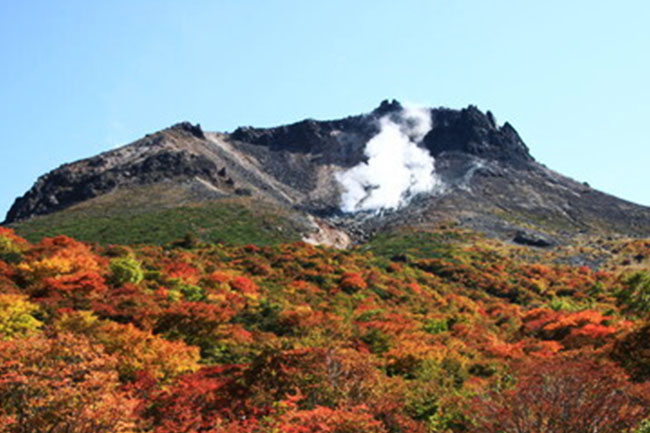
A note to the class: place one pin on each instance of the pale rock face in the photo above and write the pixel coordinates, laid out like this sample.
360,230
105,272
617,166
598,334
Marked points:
396,166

——————————

### Exercise requirements
Copy out all of the items above word for word, leaving out the pictures.

### Exercise response
A note to the class: place one pin on each instance of the pale rock face in the photo above and write the pixel coordinates, laid out like this sample.
360,230
105,272
617,166
598,334
Marked points:
396,166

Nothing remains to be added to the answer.